- [SUPPLIED MATERIAL]:
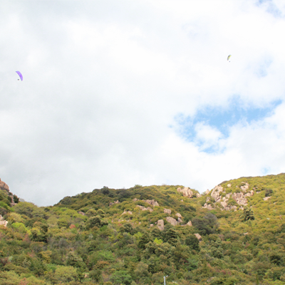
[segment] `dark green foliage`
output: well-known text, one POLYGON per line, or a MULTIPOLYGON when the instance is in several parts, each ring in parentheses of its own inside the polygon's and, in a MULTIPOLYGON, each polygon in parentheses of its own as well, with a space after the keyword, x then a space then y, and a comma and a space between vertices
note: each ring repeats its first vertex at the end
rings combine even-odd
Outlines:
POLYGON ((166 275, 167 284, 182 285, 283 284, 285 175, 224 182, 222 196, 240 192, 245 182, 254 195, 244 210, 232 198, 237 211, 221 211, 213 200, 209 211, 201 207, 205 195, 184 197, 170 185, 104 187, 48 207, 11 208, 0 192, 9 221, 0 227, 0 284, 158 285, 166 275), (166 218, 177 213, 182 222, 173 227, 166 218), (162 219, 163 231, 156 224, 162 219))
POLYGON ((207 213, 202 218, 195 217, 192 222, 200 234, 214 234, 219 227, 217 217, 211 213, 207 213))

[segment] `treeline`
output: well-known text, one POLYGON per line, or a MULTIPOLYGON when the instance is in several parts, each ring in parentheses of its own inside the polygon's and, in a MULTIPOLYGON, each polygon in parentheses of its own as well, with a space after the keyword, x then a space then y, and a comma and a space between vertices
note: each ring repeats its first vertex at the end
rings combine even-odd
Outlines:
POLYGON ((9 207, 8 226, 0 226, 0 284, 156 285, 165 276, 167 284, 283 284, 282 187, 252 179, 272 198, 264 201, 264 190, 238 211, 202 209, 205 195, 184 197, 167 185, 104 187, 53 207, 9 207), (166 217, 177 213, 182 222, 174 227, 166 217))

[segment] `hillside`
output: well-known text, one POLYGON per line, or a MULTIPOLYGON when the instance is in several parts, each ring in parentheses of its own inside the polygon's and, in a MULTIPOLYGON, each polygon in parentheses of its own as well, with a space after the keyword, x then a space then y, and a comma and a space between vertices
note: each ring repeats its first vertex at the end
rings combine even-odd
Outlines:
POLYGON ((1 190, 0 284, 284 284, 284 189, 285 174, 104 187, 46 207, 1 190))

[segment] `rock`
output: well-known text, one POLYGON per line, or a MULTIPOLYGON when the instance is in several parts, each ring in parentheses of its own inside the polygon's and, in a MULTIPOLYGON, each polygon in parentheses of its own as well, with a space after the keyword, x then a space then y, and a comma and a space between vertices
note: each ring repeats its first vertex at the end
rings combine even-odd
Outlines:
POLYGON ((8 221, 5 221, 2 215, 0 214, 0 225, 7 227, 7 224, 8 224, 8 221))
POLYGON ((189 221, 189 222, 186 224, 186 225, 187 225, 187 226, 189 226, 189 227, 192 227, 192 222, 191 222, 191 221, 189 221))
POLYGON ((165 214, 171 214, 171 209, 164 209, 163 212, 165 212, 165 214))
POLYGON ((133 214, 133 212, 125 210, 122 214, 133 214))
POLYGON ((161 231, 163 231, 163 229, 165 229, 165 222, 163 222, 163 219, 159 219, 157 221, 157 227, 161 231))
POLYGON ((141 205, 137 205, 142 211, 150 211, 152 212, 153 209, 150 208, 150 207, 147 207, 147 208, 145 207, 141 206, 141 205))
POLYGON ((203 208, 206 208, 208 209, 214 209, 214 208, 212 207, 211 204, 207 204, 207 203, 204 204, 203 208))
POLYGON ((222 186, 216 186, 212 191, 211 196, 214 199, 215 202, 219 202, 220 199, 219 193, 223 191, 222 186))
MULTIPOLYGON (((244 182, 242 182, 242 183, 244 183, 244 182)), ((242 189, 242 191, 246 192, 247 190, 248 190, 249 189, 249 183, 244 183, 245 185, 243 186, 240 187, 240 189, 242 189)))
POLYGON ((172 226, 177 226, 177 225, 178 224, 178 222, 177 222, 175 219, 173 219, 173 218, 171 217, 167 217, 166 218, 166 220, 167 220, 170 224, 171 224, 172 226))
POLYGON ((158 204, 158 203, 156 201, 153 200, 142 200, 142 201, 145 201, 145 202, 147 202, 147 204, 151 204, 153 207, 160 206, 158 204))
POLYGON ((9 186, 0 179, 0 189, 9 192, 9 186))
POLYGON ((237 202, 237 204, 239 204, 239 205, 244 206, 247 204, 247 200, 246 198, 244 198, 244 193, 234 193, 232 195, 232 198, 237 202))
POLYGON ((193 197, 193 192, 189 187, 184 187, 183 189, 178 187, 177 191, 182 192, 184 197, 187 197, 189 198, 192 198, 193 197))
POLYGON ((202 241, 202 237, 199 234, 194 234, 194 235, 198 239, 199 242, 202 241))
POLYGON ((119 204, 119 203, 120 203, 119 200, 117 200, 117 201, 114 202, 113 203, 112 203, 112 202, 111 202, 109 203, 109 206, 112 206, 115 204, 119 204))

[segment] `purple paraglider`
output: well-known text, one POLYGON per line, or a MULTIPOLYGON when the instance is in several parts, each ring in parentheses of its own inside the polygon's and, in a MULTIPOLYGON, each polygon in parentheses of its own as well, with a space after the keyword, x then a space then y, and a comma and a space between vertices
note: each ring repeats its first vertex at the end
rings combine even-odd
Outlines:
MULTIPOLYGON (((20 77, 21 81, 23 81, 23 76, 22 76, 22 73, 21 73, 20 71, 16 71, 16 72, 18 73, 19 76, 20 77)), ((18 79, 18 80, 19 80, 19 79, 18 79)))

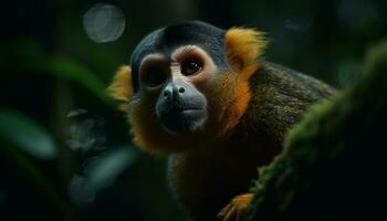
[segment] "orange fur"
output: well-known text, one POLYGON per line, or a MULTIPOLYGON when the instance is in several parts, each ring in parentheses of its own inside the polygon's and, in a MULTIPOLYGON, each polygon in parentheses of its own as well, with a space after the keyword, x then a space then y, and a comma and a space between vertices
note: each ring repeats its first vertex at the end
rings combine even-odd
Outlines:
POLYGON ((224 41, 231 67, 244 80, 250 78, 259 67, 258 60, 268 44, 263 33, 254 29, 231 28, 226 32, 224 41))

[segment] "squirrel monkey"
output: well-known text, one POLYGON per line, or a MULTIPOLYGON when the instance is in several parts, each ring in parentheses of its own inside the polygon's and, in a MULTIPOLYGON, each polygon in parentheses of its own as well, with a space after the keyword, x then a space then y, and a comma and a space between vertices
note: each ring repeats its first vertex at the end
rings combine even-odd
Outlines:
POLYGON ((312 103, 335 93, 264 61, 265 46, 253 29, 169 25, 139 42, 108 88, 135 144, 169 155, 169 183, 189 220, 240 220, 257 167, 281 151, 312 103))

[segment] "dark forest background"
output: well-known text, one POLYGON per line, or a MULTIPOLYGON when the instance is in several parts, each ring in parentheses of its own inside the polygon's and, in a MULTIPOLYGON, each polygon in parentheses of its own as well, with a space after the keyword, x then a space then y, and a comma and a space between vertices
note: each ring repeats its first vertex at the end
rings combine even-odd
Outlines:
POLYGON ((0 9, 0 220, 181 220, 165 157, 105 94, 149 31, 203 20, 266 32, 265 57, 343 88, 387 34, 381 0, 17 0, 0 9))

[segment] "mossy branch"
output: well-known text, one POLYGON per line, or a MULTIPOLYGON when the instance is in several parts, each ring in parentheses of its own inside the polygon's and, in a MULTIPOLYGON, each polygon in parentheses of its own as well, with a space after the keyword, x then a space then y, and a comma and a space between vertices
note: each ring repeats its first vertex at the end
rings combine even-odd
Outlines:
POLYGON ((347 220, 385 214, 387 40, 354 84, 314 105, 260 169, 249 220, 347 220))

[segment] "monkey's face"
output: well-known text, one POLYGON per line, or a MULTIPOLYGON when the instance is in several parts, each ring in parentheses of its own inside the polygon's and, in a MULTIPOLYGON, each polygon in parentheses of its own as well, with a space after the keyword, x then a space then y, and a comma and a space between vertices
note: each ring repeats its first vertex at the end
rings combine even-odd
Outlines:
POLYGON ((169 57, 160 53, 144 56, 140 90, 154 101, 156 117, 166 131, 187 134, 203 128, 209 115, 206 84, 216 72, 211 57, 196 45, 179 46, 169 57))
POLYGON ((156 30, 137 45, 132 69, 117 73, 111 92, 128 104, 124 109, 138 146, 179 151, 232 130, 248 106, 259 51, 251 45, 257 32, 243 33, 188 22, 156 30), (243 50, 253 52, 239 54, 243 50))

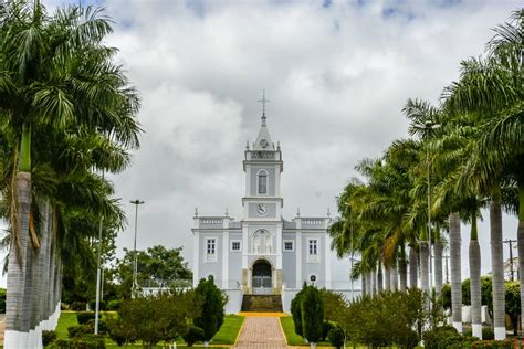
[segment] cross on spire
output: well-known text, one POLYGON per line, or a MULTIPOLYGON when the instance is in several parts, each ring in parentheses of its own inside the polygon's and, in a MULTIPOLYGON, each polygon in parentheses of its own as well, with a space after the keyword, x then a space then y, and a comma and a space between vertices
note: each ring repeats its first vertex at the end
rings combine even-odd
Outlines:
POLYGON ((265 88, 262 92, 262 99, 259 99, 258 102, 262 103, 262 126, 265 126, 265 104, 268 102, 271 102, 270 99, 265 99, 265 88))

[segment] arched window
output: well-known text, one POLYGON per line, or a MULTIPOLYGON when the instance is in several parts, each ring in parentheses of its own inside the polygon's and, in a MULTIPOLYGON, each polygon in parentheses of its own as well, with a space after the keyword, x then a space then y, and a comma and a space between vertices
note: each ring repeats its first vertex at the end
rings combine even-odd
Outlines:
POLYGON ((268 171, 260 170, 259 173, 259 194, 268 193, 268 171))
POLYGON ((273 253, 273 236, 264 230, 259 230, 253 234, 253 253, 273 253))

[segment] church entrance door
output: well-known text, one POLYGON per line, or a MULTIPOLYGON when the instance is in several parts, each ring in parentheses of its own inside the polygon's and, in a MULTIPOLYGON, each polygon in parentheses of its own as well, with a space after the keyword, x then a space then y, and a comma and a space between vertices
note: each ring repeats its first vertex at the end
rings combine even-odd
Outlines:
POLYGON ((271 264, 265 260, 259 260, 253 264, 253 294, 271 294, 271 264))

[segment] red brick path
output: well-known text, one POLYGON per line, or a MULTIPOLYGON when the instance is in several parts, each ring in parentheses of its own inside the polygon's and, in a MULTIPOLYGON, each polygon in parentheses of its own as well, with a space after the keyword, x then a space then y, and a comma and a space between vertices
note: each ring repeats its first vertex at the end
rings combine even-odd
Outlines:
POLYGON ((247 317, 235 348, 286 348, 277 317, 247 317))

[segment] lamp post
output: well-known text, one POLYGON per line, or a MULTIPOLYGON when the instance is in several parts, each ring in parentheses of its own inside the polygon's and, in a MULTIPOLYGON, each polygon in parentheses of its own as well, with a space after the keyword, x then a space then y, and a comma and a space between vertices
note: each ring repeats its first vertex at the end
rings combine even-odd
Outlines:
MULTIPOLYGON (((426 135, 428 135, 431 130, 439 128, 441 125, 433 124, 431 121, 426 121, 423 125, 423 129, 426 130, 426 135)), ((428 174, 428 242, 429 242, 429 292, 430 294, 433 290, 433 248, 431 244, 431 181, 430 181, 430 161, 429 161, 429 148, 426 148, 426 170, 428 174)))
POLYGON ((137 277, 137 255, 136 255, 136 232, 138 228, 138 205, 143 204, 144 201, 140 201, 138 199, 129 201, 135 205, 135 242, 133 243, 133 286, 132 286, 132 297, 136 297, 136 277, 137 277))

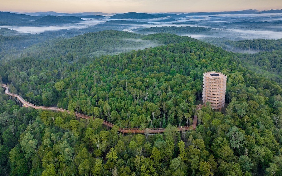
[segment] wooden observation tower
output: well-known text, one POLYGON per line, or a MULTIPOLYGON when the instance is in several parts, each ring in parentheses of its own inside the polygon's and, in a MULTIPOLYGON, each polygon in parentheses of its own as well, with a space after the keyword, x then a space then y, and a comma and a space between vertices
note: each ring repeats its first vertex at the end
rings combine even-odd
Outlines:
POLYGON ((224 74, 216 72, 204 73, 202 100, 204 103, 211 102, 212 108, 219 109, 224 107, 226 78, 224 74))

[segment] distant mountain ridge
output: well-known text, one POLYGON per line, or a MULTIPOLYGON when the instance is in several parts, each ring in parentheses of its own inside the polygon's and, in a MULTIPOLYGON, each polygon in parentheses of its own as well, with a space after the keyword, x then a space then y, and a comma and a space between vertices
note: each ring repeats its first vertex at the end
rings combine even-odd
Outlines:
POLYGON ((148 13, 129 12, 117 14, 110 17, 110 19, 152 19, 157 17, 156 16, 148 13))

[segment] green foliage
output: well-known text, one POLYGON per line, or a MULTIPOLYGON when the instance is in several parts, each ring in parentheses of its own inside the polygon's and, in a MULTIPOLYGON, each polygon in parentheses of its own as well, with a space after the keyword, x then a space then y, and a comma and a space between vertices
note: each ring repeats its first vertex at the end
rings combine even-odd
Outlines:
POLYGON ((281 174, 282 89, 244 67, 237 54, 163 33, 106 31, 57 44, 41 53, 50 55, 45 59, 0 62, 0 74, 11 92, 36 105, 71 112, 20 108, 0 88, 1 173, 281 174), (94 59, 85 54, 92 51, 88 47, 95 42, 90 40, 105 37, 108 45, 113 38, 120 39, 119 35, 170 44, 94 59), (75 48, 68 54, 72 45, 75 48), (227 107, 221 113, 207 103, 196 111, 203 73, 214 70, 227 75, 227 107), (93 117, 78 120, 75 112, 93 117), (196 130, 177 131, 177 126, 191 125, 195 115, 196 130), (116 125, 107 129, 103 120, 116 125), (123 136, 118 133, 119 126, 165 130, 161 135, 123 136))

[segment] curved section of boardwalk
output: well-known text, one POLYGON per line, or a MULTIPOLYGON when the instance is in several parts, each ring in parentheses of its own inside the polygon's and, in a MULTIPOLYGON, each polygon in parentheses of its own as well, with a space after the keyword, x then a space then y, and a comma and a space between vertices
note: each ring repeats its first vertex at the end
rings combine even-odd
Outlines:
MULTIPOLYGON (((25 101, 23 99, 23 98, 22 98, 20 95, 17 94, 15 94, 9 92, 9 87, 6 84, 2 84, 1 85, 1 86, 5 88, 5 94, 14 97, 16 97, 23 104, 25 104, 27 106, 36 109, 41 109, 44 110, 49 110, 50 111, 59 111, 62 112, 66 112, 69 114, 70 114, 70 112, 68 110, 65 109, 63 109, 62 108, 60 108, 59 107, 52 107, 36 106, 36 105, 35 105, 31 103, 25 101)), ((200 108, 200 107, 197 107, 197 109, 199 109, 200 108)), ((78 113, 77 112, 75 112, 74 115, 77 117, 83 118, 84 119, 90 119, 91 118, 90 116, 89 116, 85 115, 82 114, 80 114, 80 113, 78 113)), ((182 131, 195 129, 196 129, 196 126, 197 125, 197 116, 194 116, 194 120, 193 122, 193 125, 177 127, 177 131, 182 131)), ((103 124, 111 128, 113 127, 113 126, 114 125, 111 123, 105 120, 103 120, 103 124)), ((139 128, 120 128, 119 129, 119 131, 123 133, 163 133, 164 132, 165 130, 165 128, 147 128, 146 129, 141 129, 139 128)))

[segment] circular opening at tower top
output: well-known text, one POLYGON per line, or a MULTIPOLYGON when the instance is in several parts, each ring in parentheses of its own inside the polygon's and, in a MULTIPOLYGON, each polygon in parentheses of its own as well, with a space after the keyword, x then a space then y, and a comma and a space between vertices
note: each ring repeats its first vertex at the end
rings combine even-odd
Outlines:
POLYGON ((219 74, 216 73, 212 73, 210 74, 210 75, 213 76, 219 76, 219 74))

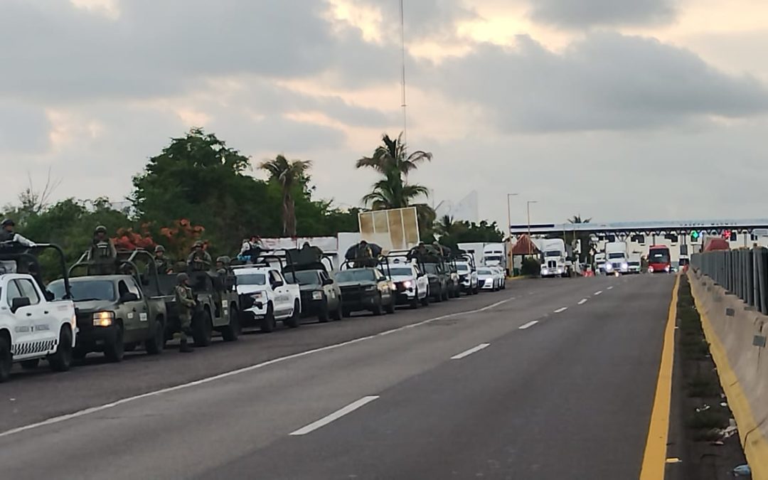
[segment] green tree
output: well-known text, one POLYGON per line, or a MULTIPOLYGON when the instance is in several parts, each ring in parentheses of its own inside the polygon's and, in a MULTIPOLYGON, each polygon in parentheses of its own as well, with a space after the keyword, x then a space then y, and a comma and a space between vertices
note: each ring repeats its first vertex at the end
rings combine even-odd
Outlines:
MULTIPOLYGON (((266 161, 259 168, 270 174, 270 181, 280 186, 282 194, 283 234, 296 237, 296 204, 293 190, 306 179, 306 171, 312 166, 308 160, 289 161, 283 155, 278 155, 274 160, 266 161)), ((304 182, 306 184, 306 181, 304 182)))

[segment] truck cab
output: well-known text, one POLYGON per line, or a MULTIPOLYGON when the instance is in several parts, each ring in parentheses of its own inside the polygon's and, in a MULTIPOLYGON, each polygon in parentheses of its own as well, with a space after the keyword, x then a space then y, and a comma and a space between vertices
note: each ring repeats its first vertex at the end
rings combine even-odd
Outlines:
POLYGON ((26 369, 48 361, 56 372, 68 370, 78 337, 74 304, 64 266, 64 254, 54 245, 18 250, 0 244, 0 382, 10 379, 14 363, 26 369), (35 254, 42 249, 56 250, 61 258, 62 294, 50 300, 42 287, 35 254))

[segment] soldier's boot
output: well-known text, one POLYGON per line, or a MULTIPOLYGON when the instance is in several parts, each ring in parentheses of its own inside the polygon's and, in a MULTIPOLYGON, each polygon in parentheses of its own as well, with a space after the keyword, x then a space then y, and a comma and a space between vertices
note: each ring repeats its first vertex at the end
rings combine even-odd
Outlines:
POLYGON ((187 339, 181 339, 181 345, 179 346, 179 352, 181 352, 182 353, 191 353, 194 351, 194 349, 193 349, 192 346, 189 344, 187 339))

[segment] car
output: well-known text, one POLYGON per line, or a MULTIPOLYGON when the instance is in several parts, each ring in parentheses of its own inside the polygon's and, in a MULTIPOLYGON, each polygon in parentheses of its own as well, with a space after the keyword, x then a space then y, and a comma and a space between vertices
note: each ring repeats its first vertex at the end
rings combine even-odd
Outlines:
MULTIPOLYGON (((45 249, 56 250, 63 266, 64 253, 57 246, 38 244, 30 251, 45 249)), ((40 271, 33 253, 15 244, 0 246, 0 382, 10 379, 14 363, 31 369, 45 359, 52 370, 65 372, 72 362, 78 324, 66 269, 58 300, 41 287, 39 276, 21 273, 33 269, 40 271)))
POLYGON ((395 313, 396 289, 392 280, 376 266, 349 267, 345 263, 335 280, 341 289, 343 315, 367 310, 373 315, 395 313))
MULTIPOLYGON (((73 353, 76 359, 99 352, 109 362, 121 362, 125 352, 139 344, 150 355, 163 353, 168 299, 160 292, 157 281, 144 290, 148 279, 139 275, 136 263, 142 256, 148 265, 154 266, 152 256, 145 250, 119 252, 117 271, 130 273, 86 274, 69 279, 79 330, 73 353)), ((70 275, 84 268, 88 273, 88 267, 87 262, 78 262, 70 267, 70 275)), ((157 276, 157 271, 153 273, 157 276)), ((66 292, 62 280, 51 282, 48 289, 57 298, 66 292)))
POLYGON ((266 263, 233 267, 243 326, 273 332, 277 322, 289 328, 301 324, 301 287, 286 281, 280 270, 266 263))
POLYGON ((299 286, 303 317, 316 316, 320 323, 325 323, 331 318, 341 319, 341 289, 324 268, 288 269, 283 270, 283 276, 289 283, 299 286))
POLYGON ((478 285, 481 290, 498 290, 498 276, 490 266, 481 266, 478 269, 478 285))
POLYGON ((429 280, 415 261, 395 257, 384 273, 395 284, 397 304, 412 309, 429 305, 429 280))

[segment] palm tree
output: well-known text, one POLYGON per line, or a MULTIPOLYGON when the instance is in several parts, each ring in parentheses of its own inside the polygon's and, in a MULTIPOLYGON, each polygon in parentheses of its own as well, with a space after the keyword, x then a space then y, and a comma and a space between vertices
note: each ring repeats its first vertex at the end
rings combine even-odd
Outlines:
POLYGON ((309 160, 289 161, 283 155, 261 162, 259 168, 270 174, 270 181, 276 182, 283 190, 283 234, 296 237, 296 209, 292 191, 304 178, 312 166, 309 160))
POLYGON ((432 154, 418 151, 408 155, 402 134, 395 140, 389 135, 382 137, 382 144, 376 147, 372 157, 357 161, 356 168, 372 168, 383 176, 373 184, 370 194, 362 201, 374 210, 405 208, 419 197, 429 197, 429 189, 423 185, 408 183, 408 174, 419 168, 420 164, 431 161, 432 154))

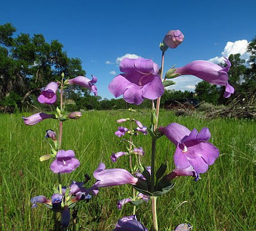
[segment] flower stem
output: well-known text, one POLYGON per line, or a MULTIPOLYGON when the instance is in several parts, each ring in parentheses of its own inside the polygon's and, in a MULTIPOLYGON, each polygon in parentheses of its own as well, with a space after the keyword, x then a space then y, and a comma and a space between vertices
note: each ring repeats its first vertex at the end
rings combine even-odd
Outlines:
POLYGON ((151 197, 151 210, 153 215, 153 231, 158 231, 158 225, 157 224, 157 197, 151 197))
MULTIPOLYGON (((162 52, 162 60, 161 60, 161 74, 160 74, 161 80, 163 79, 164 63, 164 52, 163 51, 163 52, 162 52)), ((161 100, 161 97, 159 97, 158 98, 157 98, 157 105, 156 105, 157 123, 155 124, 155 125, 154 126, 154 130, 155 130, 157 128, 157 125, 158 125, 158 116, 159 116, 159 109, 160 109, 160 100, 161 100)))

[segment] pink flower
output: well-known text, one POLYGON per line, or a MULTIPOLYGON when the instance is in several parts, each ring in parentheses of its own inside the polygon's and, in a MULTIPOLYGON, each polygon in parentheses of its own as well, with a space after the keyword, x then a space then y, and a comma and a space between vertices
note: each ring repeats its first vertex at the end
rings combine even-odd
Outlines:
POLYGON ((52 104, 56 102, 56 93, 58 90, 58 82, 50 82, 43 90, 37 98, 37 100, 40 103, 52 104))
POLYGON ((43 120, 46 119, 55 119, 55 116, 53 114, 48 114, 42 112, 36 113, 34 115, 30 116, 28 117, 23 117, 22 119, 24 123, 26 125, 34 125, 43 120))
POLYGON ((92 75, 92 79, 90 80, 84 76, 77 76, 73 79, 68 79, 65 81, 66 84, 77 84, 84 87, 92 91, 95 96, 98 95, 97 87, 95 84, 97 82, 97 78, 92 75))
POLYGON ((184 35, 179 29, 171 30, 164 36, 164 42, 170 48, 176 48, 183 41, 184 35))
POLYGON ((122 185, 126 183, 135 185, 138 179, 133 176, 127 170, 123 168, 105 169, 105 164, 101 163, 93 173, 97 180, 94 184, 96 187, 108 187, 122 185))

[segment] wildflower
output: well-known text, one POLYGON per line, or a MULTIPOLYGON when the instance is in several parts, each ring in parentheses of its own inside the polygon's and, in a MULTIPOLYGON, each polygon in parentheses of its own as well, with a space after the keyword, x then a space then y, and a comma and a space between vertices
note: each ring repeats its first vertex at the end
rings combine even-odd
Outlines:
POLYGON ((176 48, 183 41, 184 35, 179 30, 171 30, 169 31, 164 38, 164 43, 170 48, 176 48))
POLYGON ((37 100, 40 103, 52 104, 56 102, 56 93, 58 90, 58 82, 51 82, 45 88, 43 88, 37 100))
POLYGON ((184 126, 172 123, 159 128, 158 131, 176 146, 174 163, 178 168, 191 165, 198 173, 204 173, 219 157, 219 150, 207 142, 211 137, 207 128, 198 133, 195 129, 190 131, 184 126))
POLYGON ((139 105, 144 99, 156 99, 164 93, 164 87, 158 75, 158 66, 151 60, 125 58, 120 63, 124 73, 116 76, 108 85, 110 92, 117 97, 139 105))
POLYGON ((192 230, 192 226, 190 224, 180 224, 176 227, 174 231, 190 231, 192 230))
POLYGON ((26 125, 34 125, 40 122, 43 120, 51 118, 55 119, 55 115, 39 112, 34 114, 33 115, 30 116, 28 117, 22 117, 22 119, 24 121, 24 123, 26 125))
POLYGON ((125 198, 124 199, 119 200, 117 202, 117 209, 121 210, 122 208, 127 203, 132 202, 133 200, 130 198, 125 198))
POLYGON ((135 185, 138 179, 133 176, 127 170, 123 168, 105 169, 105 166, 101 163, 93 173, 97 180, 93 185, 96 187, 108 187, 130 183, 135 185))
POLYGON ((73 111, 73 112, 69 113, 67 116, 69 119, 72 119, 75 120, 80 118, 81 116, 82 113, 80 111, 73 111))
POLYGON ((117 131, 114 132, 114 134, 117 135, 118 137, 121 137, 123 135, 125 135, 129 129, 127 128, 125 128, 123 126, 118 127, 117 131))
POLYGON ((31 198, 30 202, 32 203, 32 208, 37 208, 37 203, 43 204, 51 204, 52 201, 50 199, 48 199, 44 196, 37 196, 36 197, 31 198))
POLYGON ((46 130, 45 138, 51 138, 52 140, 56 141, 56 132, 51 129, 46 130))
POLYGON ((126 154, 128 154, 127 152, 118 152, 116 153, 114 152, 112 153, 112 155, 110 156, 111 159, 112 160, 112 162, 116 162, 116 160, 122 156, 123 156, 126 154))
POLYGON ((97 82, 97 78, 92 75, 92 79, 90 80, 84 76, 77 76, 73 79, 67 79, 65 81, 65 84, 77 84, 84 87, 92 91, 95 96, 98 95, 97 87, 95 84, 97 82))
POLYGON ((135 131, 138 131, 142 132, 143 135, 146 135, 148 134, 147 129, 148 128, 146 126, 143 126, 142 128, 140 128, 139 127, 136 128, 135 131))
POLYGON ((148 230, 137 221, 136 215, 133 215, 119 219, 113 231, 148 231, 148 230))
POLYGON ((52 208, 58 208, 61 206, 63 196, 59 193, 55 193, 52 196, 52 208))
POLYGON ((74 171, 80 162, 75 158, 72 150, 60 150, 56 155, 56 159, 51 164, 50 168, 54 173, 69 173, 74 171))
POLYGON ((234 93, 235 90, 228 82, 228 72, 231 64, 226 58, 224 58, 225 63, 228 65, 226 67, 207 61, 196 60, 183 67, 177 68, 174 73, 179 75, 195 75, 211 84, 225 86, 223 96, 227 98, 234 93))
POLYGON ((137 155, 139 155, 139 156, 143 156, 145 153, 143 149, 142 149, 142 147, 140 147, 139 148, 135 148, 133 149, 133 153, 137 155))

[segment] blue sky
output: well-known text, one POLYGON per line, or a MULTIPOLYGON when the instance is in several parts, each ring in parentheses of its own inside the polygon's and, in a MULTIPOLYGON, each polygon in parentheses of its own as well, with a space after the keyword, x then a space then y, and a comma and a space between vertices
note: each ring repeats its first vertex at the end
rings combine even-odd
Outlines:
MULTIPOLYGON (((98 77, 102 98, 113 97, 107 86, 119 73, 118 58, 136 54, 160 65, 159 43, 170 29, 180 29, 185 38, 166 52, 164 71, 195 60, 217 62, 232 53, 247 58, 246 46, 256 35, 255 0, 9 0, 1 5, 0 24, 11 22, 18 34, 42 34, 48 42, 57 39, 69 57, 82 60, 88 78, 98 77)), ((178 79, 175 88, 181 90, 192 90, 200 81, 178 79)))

- [BRIEF]: Format the records from the line containing "[segment] flower stem" through the line containing "MULTIPOLYGON (((162 52, 162" as a two-column CSV with the columns instruction and response. Give one row per record, placing its text under instruction and its answer under response, each in a single quoted field with line breaks replaced by spaces.

- [EXERCISE RESPONSE]:
instruction,response
"[segment] flower stem output: well-known text, one POLYGON per line, or a MULTIPOLYGON when the instance is in several parts, each ring in parentheses of its own inside the polygon's and, in a MULTIPOLYGON, each polygon in parentheses of its own as well, with a space after the keyword, x then a space then y, and a comma and a space between vertices note: each ring repeats its first vertex at the end rings combine even-odd Outlines:","POLYGON ((151 197, 151 210, 153 215, 153 231, 158 231, 158 225, 157 224, 157 197, 151 197)) MULTIPOLYGON (((162 52, 162 60, 161 60, 161 74, 160 74, 161 80, 163 79, 164 63, 164 52, 163 51, 163 52, 162 52)), ((161 100, 161 97, 159 97, 158 98, 157 98, 157 105, 156 105, 157 123, 155 124, 155 125, 154 126, 154 130, 155 130, 157 128, 157 125, 158 125, 158 116, 159 116, 159 109, 160 109, 160 100, 161 100)))"